START

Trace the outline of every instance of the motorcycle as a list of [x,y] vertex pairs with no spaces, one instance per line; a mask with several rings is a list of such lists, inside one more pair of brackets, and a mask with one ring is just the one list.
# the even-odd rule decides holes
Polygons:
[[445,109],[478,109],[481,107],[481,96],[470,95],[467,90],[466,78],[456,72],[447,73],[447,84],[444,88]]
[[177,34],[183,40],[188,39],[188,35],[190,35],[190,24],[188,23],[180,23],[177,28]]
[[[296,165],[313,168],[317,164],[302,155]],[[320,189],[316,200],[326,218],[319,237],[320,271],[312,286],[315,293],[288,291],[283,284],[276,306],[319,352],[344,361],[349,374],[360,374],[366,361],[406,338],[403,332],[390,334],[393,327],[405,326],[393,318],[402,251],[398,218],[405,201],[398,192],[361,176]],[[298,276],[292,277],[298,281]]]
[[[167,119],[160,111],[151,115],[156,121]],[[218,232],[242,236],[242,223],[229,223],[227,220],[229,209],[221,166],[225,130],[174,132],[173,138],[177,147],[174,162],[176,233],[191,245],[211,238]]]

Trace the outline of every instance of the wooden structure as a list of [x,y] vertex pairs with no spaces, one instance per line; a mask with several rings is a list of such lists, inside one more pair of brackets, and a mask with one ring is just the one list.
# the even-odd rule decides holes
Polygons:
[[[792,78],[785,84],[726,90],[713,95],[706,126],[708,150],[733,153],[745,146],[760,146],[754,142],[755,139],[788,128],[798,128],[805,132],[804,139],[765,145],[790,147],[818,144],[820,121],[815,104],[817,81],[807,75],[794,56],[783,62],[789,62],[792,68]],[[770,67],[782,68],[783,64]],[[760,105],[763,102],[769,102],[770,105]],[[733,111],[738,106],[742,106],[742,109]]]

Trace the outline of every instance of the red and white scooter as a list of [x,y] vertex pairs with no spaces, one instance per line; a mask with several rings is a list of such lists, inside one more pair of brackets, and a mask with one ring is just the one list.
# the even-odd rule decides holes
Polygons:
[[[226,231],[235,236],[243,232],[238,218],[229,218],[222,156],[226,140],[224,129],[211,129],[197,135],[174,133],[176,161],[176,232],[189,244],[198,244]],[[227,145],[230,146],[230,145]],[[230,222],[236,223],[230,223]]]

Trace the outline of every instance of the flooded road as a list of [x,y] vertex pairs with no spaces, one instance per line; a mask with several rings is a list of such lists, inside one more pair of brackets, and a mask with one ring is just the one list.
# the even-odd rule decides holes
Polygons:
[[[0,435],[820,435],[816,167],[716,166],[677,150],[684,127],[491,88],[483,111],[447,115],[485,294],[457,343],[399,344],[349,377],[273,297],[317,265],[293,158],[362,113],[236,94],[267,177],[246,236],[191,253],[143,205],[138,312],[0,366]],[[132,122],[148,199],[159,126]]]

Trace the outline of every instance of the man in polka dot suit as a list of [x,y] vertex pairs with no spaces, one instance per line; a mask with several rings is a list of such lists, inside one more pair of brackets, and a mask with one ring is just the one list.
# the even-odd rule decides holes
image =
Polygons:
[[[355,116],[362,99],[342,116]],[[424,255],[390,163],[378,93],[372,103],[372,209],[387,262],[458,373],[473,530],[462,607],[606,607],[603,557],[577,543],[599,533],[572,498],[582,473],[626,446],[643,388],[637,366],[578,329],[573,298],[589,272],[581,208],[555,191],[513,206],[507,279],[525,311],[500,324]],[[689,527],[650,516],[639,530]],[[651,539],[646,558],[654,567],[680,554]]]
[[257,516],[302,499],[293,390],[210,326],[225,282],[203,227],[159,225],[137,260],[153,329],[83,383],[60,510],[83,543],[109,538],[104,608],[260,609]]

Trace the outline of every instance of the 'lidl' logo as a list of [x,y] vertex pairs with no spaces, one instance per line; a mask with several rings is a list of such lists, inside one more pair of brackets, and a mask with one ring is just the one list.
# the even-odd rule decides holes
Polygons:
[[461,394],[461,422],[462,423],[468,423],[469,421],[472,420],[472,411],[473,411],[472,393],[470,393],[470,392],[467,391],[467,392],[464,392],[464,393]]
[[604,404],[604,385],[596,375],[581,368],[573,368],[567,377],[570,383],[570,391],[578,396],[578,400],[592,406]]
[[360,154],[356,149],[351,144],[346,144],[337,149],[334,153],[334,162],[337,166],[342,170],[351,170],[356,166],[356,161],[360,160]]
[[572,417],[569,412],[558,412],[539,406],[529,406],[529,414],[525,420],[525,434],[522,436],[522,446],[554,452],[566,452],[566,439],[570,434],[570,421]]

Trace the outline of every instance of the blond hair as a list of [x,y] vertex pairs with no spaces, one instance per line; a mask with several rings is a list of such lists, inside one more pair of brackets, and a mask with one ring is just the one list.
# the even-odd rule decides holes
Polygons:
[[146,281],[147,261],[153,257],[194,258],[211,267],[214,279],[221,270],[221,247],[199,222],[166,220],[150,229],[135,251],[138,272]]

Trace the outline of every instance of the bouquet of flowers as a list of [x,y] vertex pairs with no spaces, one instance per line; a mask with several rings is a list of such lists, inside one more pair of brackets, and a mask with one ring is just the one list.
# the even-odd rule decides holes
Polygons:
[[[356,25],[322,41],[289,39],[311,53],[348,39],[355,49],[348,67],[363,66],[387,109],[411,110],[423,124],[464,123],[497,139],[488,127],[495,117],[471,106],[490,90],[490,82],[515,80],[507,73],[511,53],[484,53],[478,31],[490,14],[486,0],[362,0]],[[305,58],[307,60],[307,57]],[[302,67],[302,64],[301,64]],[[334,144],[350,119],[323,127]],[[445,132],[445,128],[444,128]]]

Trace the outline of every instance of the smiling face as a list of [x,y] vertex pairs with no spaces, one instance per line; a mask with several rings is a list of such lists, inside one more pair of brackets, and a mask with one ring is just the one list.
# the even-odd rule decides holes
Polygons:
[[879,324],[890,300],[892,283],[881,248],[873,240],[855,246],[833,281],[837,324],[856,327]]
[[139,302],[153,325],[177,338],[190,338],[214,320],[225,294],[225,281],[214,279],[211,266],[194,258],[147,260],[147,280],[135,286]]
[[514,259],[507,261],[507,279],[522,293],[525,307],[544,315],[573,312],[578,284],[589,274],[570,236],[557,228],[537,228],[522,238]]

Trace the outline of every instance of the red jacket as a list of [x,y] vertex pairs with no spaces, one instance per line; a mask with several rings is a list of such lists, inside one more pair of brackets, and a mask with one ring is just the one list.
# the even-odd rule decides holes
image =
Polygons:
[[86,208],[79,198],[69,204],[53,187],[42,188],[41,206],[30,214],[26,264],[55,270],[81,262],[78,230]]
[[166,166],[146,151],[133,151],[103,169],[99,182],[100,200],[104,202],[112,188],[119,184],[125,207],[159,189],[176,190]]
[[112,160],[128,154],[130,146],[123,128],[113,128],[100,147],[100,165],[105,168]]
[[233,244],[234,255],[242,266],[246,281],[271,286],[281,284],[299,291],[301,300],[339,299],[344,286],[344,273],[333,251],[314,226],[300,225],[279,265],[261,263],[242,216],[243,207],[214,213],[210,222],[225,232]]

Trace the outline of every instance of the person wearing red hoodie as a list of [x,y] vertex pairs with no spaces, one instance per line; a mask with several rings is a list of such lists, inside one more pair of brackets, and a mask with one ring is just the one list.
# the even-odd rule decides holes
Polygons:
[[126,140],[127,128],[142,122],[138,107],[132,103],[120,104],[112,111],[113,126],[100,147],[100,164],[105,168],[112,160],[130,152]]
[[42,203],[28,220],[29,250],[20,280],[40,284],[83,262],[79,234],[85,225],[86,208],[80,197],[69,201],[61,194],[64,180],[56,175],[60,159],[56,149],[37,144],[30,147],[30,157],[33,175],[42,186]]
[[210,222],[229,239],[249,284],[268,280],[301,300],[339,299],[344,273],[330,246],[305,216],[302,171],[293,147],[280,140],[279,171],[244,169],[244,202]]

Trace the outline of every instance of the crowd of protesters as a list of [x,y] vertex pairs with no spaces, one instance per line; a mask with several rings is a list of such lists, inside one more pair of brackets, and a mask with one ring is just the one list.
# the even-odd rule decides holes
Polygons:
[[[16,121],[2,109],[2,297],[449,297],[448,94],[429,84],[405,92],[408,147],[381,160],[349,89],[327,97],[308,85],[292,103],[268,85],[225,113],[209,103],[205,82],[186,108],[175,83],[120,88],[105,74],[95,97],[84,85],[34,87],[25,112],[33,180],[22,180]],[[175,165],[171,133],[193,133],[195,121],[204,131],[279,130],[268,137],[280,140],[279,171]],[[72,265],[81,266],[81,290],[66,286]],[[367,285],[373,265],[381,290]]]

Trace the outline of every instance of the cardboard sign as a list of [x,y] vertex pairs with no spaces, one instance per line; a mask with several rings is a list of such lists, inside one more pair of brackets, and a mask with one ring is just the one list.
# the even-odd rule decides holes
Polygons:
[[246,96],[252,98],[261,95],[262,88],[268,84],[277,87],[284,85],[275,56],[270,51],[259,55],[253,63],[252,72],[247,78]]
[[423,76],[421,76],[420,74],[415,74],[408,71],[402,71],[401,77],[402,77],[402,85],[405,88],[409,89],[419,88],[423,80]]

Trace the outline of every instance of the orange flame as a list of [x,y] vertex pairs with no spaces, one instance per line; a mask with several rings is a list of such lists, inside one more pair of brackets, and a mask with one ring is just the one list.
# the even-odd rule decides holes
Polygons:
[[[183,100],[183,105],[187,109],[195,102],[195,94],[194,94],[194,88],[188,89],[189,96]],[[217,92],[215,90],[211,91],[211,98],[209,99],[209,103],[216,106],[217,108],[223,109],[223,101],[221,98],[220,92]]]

END

Copy out everything from the line containing "Trace the outline of every instance of the orange" down to the end of the rows above, both ends included, and keep it identical to the original.

▶ Output of the exercise
Trace the outline of every instance of the orange flame as a list of [x,y] vertex pairs with no spaces, one instance per line; a mask with several rings is a list of such lists, inside one more pair of brackets, and a mask with one ring is just the one list.
# the even-odd rule decides holes
Polygons:
[[[183,100],[183,105],[187,109],[195,102],[195,94],[194,94],[194,88],[188,89],[189,96]],[[217,92],[215,90],[211,91],[211,98],[209,99],[209,103],[216,106],[217,108],[223,109],[223,101],[221,98],[220,92]]]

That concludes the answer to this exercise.